_DIRECTION A_:
Decide whether each statement agrees with the text search question below. Answer yes or no for each and quote the words that settle it: (i) the dictionary is built on the pg_catalog.simple template; (ii) the writer expects the query with 'off <-> plan' to return true; (iii) running to_tsquery('off <-> plan') alone gives back only 'plan'.
_DIRECTION B_:
Filter the records below down to every line that contains the string "target".

DROP TEXT SEARCH DICTIONARY IF EXISTS simple_english_with_stopwords CASCADE;
CREATE TEXT SEARCH DICTIONARY simple_english_with_stopwords (TEMPLATE = pg_catalog.simple);
CREATE TEXT SEARCH CONFIGURATION simple_english_with_stopwords (copy = english);
ALTER TEXT SEARCH CONFIGURATION simple_english_with_stopwords
   ALTER MAPPING FOR asciihword, asciiword, hword, hword_asciipart, hword_part, word
   WITH simple_english_with_stopwords;

which should include not only generic terms but stop words.

Based on that I am expecting that something like:

SELECT to_tsvector('open plan') @@ to_tsquery('off <-> plan');

would return false as off is not in the text. But for some reason it is returning true.

If I run just:

# SELECT to_tsquery('off <-> plan');
 to_tsquery
------------
 'plan'
(1 row)

which explains why the previous expression is returning true. But why the query has removed the off term? Any idea?

_RECORDS SHOWN_:
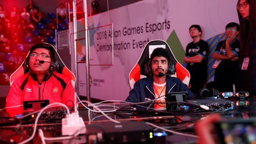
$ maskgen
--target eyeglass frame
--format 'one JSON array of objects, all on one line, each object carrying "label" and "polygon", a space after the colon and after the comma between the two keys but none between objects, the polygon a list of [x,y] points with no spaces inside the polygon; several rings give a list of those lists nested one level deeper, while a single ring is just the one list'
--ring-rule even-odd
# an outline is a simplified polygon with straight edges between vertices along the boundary
[{"label": "eyeglass frame", "polygon": [[234,27],[233,27],[233,28],[228,27],[226,29],[226,30],[227,30],[229,31],[230,31],[230,30],[231,30],[233,32],[234,32],[235,31],[235,30],[236,30],[236,29]]},{"label": "eyeglass frame", "polygon": [[190,32],[192,32],[192,31],[196,31],[196,30],[198,31],[199,31],[199,30],[198,30],[198,29],[196,28],[195,28],[194,29],[192,29],[191,28],[191,29],[189,30],[189,32],[190,33]]},{"label": "eyeglass frame", "polygon": [[[245,5],[244,3],[246,3],[246,5]],[[240,3],[239,3],[238,5],[237,5],[237,8],[238,10],[240,10],[240,9],[241,8],[241,7],[242,7],[243,8],[246,8],[246,7],[247,7],[247,5],[249,3],[247,1],[245,1],[243,2],[241,4],[240,4]]]},{"label": "eyeglass frame", "polygon": [[[34,55],[34,56],[32,56],[31,55]],[[30,57],[36,57],[38,56],[39,56],[39,57],[42,57],[42,58],[47,58],[47,57],[49,57],[49,58],[51,58],[51,57],[50,56],[48,56],[46,55],[46,54],[37,54],[37,53],[32,53],[32,54],[30,54]],[[46,56],[46,57],[42,57],[42,56]]]}]

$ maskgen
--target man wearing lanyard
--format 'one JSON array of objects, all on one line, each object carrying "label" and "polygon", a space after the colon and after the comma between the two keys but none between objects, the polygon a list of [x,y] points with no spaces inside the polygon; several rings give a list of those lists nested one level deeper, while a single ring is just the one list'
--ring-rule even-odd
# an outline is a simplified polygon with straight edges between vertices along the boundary
[{"label": "man wearing lanyard", "polygon": [[189,28],[189,34],[193,41],[187,46],[184,57],[184,62],[187,64],[186,69],[190,73],[189,87],[194,94],[203,88],[207,76],[208,44],[200,39],[201,33],[199,25],[192,25]]},{"label": "man wearing lanyard", "polygon": [[227,24],[226,26],[227,38],[218,44],[213,54],[213,58],[217,60],[213,66],[215,69],[215,88],[220,92],[235,92],[240,49],[239,41],[236,38],[239,29],[239,25],[235,23]]}]

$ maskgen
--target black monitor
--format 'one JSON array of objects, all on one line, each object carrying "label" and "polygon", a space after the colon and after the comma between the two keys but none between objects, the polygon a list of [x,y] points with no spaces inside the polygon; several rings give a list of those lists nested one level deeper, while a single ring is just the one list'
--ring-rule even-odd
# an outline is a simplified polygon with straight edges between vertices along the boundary
[{"label": "black monitor", "polygon": [[[187,97],[189,94],[187,91],[182,91],[174,93],[169,93],[166,95],[166,102],[183,102],[187,100]],[[178,107],[177,105],[178,103],[166,103],[166,110],[175,110]]]}]

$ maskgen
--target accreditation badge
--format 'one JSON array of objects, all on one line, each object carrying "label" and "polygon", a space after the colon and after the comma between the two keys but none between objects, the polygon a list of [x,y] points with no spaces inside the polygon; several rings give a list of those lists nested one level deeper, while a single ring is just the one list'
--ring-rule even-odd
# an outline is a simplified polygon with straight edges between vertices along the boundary
[{"label": "accreditation badge", "polygon": [[213,68],[216,69],[219,65],[221,62],[221,60],[216,60],[214,62],[214,63],[213,64],[213,65],[211,67]]},{"label": "accreditation badge", "polygon": [[245,57],[243,58],[243,64],[242,64],[241,70],[247,70],[247,69],[248,68],[248,65],[249,64],[249,60],[250,58],[249,57]]}]

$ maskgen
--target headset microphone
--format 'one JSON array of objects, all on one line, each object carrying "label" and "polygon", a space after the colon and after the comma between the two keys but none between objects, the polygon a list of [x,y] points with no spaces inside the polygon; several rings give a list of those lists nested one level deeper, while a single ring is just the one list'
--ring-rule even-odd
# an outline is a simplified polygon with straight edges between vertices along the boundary
[{"label": "headset microphone", "polygon": [[39,61],[39,63],[40,63],[40,64],[43,64],[43,63],[50,63],[51,64],[54,64],[54,65],[55,65],[55,66],[56,66],[56,67],[57,69],[58,69],[58,65],[57,66],[57,65],[56,65],[56,64],[55,64],[55,63],[52,63],[51,62],[46,62],[46,61]]},{"label": "headset microphone", "polygon": [[162,76],[164,76],[164,75],[171,75],[171,74],[165,74],[164,73],[162,73],[162,72],[159,72],[159,73],[158,73],[158,77],[162,77]]}]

_CORRECT ANSWER A_:
(i) Yes: "TEMPLATE = pg_catalog.simple"
(ii) No: "would return false as off is not in the text"
(iii) Yes: "'plan'"

_CORRECT ANSWER B_:
--target eyeglass frame
--target man wearing lanyard
--target black monitor
--target accreditation badge
--target headset microphone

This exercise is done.